WHAT IS NEEDED: Copy out the lines verbatim, beginning with the first line and stopping after the line that contains "92L54 92L54 130L53".

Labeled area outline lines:
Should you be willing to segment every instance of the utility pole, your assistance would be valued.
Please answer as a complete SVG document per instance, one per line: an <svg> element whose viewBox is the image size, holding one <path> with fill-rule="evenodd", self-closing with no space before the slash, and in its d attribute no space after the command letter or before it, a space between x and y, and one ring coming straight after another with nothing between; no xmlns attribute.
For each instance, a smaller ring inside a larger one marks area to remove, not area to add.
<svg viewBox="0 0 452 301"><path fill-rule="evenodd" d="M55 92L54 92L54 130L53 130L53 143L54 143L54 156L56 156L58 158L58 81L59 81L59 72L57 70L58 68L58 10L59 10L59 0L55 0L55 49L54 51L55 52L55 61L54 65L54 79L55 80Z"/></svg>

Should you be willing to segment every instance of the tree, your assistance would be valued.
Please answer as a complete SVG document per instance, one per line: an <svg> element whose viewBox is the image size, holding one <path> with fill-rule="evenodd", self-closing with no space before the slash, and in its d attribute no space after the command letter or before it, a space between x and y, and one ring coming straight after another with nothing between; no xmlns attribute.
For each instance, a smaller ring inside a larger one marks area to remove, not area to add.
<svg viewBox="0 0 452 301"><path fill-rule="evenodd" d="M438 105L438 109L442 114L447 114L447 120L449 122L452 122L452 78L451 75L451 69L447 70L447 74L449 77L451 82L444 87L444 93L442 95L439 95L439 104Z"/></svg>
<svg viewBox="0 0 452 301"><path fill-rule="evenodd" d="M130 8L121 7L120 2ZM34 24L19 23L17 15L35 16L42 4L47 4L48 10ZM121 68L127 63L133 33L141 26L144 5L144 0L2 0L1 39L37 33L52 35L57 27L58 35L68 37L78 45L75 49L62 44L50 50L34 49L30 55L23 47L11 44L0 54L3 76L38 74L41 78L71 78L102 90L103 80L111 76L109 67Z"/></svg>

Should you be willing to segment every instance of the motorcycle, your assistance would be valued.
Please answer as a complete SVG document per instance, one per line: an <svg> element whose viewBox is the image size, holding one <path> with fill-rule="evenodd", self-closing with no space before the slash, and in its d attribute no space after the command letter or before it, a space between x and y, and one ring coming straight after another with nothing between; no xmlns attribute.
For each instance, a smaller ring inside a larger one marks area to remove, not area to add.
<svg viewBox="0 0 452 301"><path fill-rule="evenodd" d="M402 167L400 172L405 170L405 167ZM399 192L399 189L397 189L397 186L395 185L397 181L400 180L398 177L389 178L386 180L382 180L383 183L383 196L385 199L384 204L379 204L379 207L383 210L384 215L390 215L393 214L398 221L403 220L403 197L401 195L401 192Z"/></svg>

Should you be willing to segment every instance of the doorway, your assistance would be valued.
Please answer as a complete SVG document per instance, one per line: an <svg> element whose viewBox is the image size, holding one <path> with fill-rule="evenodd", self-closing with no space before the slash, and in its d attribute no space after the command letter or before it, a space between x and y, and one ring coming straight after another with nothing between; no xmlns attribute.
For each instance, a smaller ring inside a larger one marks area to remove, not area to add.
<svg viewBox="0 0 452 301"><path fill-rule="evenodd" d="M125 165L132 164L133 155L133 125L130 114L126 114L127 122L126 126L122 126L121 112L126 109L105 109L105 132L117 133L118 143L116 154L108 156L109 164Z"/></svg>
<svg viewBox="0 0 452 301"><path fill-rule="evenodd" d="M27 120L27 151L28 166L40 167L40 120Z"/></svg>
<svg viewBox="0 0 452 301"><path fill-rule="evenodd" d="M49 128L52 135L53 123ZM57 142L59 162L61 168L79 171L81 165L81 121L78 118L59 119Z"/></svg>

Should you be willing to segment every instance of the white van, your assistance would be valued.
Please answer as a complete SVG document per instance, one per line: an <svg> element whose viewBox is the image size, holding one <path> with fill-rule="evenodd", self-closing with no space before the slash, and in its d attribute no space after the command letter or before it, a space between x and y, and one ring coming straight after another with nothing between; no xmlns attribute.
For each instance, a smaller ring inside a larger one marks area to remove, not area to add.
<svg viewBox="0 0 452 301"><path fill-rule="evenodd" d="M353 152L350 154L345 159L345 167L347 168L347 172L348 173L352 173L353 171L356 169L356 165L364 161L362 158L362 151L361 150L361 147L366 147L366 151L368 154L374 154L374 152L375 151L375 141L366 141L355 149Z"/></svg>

EXERCISE OUTPUT:
Should you be willing to segment every instance of the utility pole, your assistance would be valued.
Please answer as a complete SVG document per instance, one per line: an <svg> element whose viewBox is the image size, holding one <path> with fill-rule="evenodd", self-closing with no space before the slash, and in its d attribute no space after the command letter or before it, a space between x and y, and one ring coming straight after another with nothing between; no xmlns attribute.
For each instance, a smaller ring inside a larger one marks area to remove, not area to add.
<svg viewBox="0 0 452 301"><path fill-rule="evenodd" d="M55 92L54 92L54 130L53 130L53 143L54 143L54 156L56 156L58 158L58 81L59 81L59 72L57 70L58 68L58 10L59 10L59 0L55 0L55 49L54 51L55 52L55 61L54 65L54 79L55 80Z"/></svg>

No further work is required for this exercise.